A show of support - Ambulatory Care Centre honours America’s veterans

A show of support - Ambulatory Care Centre honours America’s veterans

American military members wear bars on their dress uniforms to represent years of service, rank, special units, achievements, and valour. Even those outside the military recognize that these ribbons, awards, and medals have special significance.

The architects at LEO A DALY used these colourful bars as inspiration for the western elevation of the Ambulatory Care Center on the campus of the Omaha VA Medical Centre in Omaha, Nebraska, U.S.A.

With the windows stacked in four rows of coloured glass, the 157,000-square-foot, three-story care centre’s western facade resembles an officer’s multitiered colour bar. Like the decorations that adorn that bar, the windows are all the same height but vary in width and colour.

To create this look, as many as a dozen Vanceva® PVB interlayers were used in varying shades of red, plum, purple, light aqua, dark aqua, blue, Kelly green, dark green, yellow, harvest gold, and orange. The glass used for the project was 6-mm clear HS VE-2M #2 for the interior and exterior panes with 13.2-mm VTS Black Finish-Argon, 90% fill-black silicone, and 6-mm Clear HS with four layers of 0.015 Vanceva PVB interlayers.

- - -

• [Activity 1]: Repeat, word for word, the part of the care center article starting with "The architects at" and going on through "Omaha, Nebraska, U.S.A.".
• [Activity 2]: Decide whether each statement agrees with the care center article, answering yes or no and quoting the deciding words: (a) The windows on the facade differ in height. (b) The care center has three stories. (c) The colored windows are on the building's eastern side.

- - -

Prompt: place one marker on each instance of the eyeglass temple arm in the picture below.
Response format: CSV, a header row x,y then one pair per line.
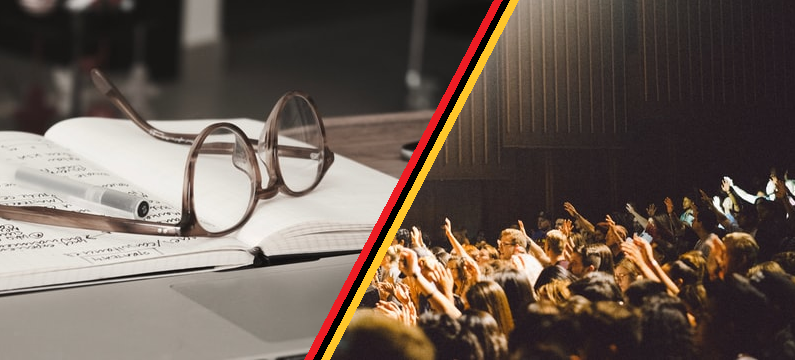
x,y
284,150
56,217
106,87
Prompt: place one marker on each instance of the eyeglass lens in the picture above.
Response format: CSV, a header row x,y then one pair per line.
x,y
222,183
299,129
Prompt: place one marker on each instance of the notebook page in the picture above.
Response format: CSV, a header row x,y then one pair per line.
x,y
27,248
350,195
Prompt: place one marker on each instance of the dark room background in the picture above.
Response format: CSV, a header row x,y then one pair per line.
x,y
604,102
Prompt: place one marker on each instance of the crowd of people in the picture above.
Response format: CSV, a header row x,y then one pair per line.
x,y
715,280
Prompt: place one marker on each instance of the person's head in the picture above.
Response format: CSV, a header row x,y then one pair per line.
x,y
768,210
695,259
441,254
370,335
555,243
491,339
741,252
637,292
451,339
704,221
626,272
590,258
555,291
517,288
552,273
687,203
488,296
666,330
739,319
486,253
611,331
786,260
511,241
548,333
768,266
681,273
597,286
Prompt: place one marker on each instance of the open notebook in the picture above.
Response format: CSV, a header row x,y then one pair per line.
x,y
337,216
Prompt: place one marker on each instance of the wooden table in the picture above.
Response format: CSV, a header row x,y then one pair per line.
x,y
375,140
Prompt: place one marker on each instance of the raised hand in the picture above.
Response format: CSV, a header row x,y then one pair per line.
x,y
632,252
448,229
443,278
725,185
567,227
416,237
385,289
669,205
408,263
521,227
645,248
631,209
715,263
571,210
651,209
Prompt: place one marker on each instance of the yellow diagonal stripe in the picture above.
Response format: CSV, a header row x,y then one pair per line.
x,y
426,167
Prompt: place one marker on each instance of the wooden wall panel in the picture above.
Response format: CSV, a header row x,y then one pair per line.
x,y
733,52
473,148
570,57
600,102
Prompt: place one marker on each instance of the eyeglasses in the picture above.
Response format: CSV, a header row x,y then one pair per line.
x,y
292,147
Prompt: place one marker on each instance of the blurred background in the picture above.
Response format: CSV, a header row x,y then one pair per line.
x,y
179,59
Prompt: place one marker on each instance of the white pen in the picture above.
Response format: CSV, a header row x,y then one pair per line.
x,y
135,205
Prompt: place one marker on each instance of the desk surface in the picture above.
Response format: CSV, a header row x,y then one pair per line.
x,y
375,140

- - -

• [Written reply 1]:
The architects at LEO A DALY used these colourful bars as inspiration for the western elevation of the Ambulatory Care Center on the campus of the Omaha VA Medical Centre in Omaha, Nebraska, U.S.A.

• [Written reply 2]:
(a) No: "the windows are all the same height but vary in width and colour."
(b) Yes: "the 157,000-square-foot, three-story care centre’s western facade"
(c) No: "used these colourful bars as inspiration for the western elevation"